- Page excerpt -

------------------------------------------------------------------------

Crap, I just wrote this huge reply and my browser ditched.

Ok, here's my take on it...
If any state has adopted FMVSS 108, then any additional laws in the vehicle code will supplement FMVSS 108, and any omission would fall back on FMVSS 108, unless there was some sort of explicit exclusion clause. Somebody with legal background will have to correct me if I'm incorrect here.

However, if CA has not adopted FMVSS 108, then you may be right (ok, there... I've said it!  ).

What is not clear to me though is whether there are still minimum Federal guidelines for safety mechanisms that directly affect the consumer. I would have to believe there are, although I would have to research it.

Now I'm on a mission.


----------



## alee (Dec 19, 2001)

According to SEMA, "even though the law does not regulate consumers who install equipment, manufacturers must be sure all product design and marketing materials are such that the intended use will leave the vehicle and its safety features in compliance with federal law."

That says to me that even if you are within the boundaries of CA motor vehicle code, you are still in violation of Federal law requirements.

I'll dig some more...


----------



## Imola Ed (Dec 23, 2001)

I don't interpret it that way. It says to me that manufacturers must comply with 108 (that's what it's for), but once the car is in a consumer's hands, state laws apply.

------------------------------------------------------------------------

- Recorded data -
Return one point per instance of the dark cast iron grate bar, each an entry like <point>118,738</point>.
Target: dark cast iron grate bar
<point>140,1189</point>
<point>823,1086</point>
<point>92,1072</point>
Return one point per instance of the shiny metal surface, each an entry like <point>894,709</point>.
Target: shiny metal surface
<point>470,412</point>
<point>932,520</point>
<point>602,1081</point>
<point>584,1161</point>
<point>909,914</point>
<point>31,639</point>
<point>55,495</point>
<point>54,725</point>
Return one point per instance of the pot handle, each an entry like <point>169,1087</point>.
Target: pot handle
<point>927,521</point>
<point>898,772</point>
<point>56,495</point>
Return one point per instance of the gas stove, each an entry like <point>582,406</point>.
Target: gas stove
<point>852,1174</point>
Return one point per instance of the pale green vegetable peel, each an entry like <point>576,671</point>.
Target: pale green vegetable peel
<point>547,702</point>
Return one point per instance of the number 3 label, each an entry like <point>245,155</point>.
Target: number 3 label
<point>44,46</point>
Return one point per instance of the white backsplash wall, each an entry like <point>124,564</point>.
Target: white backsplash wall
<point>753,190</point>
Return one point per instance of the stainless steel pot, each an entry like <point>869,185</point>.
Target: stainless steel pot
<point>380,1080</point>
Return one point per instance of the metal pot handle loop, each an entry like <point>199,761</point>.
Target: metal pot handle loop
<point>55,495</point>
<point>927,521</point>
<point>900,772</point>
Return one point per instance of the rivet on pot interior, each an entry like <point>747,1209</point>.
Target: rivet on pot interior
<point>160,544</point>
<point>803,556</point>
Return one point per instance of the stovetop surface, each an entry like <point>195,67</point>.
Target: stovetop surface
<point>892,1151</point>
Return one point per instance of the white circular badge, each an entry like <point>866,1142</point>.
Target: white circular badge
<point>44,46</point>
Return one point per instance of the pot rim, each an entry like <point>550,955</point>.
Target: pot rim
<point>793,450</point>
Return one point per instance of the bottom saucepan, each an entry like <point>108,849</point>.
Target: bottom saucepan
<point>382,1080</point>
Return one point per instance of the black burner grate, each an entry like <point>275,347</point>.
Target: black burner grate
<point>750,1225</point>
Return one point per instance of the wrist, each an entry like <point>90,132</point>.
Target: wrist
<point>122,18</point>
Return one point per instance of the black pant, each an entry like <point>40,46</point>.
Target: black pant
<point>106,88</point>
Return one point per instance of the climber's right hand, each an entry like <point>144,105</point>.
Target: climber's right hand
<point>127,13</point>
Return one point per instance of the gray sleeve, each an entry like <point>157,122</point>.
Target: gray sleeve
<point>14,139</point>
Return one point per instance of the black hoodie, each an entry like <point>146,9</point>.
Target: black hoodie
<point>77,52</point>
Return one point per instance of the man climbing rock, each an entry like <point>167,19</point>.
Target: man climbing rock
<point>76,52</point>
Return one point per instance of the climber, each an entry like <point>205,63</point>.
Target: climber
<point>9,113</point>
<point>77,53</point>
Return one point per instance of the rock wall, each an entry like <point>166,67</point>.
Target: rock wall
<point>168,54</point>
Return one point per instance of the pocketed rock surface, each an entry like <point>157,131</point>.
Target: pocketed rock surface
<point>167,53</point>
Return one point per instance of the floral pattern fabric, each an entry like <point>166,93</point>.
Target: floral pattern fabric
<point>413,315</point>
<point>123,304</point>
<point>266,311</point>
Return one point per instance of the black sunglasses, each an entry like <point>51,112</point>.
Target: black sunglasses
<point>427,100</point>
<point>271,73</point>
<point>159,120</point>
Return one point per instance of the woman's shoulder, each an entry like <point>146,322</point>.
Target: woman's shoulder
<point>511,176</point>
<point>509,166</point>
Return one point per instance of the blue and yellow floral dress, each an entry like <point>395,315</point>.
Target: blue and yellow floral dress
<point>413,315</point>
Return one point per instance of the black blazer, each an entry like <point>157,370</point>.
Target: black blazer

------------------------------------------------------------------------

- What is asked -
• a. In the forum thread, what does Imola Ed say applies once the car is in a consumer's hands?
• b. Could you rewrite the forum thread from the words "What is not" through the words "on a mission.", swapping "minimum" for "basic"?

- Answers for the tasks -
• a. State laws apply.

• b.
What is not clear to me though is whether there are still basic Federal guidelines for safety mechanisms that directly affect the consumer. I would have to believe there are, although I would have to research it.

Now I'm on a mission.